- Текст для чтения
────────────────────

Резким движением Кио будит клоуна. Карандаш открывает глаза, смотрит на Кио. И, юркнув в сторону, молниеносно хватает шляпу и напяливает себе на голову.
...Я помню, как смеялись зрители. И Кио, всю жизнь ревниво оберегавший свои секреты, понял, что вмешательство клоуна и смех зрителей не испортят, а только усилят эффект его трюков. Эмиль Кио, мой друг... Я знаю, что его нет. И это самый неудачный фокус, который он выкинул.
Сейчас многие просят, чтобы я вспомнил какие-то подробности реприз, которые делались во время войны. Особенно спрашивают о моей репризе «Танк». Потому что прошло сорок лет после тех декабрьских дней под Москвой. Видимо, в нее удалось вложить что-то очень важное, если вспоминают до сих пор. Немецкий танк был сделан из старой бочки, на деревянных колесах. И я показывал, как фашисты на Москву наступали и как они отступали. Я надевал на лицо страшную маску, набрасывал на плечи мешковину, забирался в танк.
— На Москву!
Танк проезжал до середины манежа. Потом раздавался взрыв, и танк разлетался на кусочки. Когда рассеивался дым, из-под обломков вылезала жалкая фигура.в лохмотьях и на костылях убегала за кулисы.
Как я придумал эту репризу — не знаю. Она появилась сама собой, молниеносно. Почему репризы получаются сразу или вообще не получаются — это почти необъяснимый процесс, понять который всегда стараются другие. А объяснения самого клоуна часто очень наивны.
Зато я точно знаю, что самым трудным для меня была сценка «Случай в парке». Она делалась годами. И даже до сих пор кажется, что что-то еще недоделано, что ее надо сделать как-то иначе. В том сне (назовем это так) она у меня не получается, я чувствую, что мне тяжело, я не могу довести сценку до конца — и тогда я сразу начинаю смотреть на портрет в книжном шкафу...Хотя музыка этой сценки все равно звучит в ушах. Вальс в исполнении духового оркестра. Сначала была другая музыка. Потом я решил, что лучше вальс и духовой оркестр, старинный вальс. Знаю, что в парках сейчас не играют старинные вальсы. Но в моем представлении о парке, каким я его запомнил с детства, там непременно сидел военный оркестр и играл этот старинный вальс. И это яркое впечатление детства где-то обязательно должно было появиться. Возникнуть на арене. И оно появилось в «Случае в парке»...

────────────────────

- Требования к упражнению
1. Повторите слово в слово отрывок из текста о клоунских репризах, начиная со слов «Резким движением Кио» и заканчивая словами «который он выкинул.».
2. Продолжите текст о клоунских репризах с того места, на котором он заканчивается.

────────────────────

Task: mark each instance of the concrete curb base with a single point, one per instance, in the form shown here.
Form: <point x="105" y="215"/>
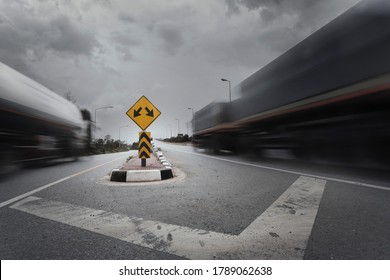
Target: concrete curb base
<point x="139" y="175"/>
<point x="118" y="175"/>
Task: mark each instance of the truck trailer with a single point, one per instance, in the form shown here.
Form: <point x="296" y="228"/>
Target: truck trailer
<point x="329" y="95"/>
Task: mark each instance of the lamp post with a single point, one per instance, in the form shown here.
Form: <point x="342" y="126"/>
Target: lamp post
<point x="106" y="107"/>
<point x="120" y="133"/>
<point x="178" y="127"/>
<point x="230" y="90"/>
<point x="192" y="120"/>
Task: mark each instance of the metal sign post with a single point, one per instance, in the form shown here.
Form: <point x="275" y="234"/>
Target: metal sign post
<point x="143" y="113"/>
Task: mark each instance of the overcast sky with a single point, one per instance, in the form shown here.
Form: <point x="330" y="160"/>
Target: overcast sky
<point x="175" y="52"/>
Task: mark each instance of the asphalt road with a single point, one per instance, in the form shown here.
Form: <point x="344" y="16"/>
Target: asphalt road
<point x="216" y="207"/>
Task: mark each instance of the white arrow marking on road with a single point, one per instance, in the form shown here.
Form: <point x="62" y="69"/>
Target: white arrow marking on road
<point x="281" y="232"/>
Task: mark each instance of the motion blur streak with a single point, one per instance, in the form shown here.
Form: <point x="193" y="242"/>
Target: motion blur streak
<point x="36" y="123"/>
<point x="328" y="97"/>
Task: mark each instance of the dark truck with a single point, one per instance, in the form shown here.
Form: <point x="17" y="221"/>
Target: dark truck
<point x="329" y="95"/>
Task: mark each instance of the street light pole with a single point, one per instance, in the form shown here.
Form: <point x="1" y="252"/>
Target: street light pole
<point x="178" y="127"/>
<point x="106" y="107"/>
<point x="192" y="120"/>
<point x="230" y="90"/>
<point x="120" y="132"/>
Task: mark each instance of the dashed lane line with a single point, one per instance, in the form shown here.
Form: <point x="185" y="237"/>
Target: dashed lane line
<point x="12" y="200"/>
<point x="281" y="232"/>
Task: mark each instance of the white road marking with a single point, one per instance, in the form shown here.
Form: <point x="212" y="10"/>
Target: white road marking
<point x="12" y="200"/>
<point x="373" y="186"/>
<point x="281" y="232"/>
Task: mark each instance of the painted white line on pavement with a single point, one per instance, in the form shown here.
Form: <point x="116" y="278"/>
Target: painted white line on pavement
<point x="350" y="182"/>
<point x="12" y="200"/>
<point x="281" y="232"/>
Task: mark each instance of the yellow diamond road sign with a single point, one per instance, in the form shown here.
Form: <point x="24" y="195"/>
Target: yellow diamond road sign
<point x="143" y="113"/>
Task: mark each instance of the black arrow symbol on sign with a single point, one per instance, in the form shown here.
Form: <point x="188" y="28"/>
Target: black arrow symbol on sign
<point x="149" y="112"/>
<point x="144" y="155"/>
<point x="144" y="145"/>
<point x="144" y="135"/>
<point x="137" y="112"/>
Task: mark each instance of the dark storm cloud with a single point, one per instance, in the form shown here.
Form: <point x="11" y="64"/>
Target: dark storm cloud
<point x="124" y="41"/>
<point x="27" y="38"/>
<point x="126" y="18"/>
<point x="66" y="37"/>
<point x="171" y="34"/>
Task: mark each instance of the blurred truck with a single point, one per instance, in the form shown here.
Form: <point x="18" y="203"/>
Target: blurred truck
<point x="329" y="95"/>
<point x="36" y="123"/>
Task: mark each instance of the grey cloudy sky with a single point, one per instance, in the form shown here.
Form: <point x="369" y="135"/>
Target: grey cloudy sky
<point x="175" y="52"/>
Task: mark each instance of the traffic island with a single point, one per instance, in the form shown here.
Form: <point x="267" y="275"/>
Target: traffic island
<point x="156" y="169"/>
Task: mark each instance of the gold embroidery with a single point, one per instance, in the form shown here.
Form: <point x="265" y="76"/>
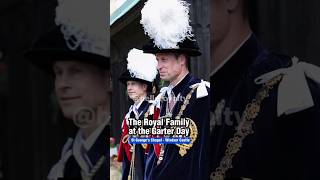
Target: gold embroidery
<point x="244" y="129"/>
<point x="193" y="130"/>
<point x="193" y="136"/>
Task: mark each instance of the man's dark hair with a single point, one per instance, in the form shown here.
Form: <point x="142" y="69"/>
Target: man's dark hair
<point x="187" y="59"/>
<point x="246" y="9"/>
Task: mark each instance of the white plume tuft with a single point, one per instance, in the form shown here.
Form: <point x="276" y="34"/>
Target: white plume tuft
<point x="142" y="65"/>
<point x="84" y="24"/>
<point x="166" y="22"/>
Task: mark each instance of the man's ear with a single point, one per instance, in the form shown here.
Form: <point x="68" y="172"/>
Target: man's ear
<point x="145" y="87"/>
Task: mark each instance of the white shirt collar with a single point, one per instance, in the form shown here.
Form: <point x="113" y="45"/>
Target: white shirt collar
<point x="230" y="55"/>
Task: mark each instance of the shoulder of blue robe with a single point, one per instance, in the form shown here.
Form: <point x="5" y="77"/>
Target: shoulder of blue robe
<point x="194" y="164"/>
<point x="295" y="134"/>
<point x="293" y="91"/>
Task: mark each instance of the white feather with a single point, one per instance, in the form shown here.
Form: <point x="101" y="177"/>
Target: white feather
<point x="86" y="21"/>
<point x="166" y="22"/>
<point x="142" y="65"/>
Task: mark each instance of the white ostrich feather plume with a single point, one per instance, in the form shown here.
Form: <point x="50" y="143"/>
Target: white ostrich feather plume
<point x="84" y="24"/>
<point x="166" y="22"/>
<point x="142" y="65"/>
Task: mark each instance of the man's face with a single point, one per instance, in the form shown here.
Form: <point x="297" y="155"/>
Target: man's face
<point x="79" y="85"/>
<point x="136" y="90"/>
<point x="220" y="21"/>
<point x="169" y="66"/>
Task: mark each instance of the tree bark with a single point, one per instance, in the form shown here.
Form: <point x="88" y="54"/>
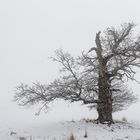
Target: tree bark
<point x="104" y="105"/>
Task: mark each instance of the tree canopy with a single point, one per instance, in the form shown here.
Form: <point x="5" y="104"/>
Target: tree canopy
<point x="97" y="76"/>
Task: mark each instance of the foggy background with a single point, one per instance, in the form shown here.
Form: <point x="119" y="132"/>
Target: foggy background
<point x="30" y="32"/>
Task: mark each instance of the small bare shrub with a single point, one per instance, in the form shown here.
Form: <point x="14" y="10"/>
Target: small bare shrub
<point x="71" y="137"/>
<point x="85" y="135"/>
<point x="124" y="119"/>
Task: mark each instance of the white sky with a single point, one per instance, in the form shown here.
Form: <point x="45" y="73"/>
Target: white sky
<point x="31" y="30"/>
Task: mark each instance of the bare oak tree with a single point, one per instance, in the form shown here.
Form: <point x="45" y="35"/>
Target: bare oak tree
<point x="97" y="77"/>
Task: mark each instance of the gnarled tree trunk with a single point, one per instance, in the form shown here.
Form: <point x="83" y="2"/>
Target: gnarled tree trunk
<point x="104" y="105"/>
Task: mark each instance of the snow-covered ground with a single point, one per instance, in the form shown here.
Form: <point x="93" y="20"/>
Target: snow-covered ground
<point x="63" y="130"/>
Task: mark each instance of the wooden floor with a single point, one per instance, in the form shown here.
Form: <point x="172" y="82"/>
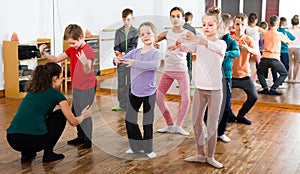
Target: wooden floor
<point x="269" y="145"/>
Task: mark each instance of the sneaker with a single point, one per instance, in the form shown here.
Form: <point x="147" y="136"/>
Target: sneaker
<point x="214" y="163"/>
<point x="52" y="157"/>
<point x="196" y="159"/>
<point x="224" y="138"/>
<point x="274" y="92"/>
<point x="151" y="155"/>
<point x="232" y="119"/>
<point x="117" y="108"/>
<point x="130" y="151"/>
<point x="27" y="156"/>
<point x="169" y="129"/>
<point x="243" y="120"/>
<point x="256" y="84"/>
<point x="180" y="130"/>
<point x="75" y="141"/>
<point x="264" y="91"/>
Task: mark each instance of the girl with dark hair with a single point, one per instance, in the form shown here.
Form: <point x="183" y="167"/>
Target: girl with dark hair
<point x="36" y="126"/>
<point x="253" y="31"/>
<point x="174" y="69"/>
<point x="210" y="52"/>
<point x="294" y="50"/>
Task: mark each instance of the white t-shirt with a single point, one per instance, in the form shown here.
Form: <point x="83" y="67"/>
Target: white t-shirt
<point x="208" y="66"/>
<point x="175" y="60"/>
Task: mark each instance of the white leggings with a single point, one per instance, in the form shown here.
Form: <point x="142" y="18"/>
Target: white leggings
<point x="213" y="100"/>
<point x="293" y="72"/>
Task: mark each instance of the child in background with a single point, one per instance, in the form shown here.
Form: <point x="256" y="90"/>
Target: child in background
<point x="144" y="63"/>
<point x="284" y="51"/>
<point x="210" y="52"/>
<point x="263" y="25"/>
<point x="126" y="39"/>
<point x="188" y="17"/>
<point x="83" y="78"/>
<point x="253" y="31"/>
<point x="174" y="69"/>
<point x="271" y="57"/>
<point x="294" y="50"/>
<point x="241" y="68"/>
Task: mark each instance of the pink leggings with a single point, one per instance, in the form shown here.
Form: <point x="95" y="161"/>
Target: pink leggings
<point x="211" y="99"/>
<point x="165" y="82"/>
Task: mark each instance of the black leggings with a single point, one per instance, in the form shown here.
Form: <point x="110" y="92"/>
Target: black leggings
<point x="55" y="123"/>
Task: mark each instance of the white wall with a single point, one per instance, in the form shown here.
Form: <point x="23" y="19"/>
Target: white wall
<point x="31" y="19"/>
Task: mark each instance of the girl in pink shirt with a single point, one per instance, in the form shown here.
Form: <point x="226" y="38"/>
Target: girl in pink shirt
<point x="174" y="69"/>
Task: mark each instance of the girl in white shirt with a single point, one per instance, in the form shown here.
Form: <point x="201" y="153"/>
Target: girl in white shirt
<point x="174" y="69"/>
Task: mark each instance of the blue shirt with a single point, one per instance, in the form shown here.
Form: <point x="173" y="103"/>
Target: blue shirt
<point x="143" y="71"/>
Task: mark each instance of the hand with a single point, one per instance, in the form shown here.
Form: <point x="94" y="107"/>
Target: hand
<point x="81" y="56"/>
<point x="129" y="62"/>
<point x="42" y="48"/>
<point x="118" y="60"/>
<point x="243" y="47"/>
<point x="86" y="112"/>
<point x="156" y="45"/>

────────────────────

- Ответы к упражнению
1.
Резким движением Кио будит клоуна. Карандаш открывает глаза, смотрит на Кио. И, юркнув в сторону, молниеносно хватает шляпу и напяливает себе на голову.
...Я помню, как смеялись зрители. И Кио, всю жизнь ревниво оберегавший свои секреты, понял, что вмешательство клоуна и смех зрителей не испортят, а только усилят эффект его трюков. Эмиль Кио, мой друг... Я знаю, что его нет. И это самый неудачный фокус, который он выкинул.

2.
С годами я перестал любить реквизитные номера. После «Случая в парке» у меня появилось много реквизитных номеров. Тогда считали, что аттракцион непременно должен быть как-то обставлен. А я был «аттракцион», и соглашался, что нужна какая-то солидность. А, может быть, по каким-то другим причинам, но одна за другой появлялись репризы с большим количеством
реквизита: шкафы, прилавок магазина, какие-то манекены, оборудование химчистки. Все было очень достоверно и на злобу дня. Лишь спустя годы я понял, что клоун должен подниматься над этой бытовой конкретностью, должен переживать все бытовые ситуации более обобщенно, в свойственной только ему манере, ведь он — клоун, а не персонаж сатирического журнала.
В последнее время появилась та легкость, свобода, когда мой герой может обходиться без всякого реквизита и все равно сказать то, что он хочет. И потому, например, реприза с разбитой тарелкой гораздо лучше выражает суть мышления клоуна, чем некоторые длинные номера, которые я делал.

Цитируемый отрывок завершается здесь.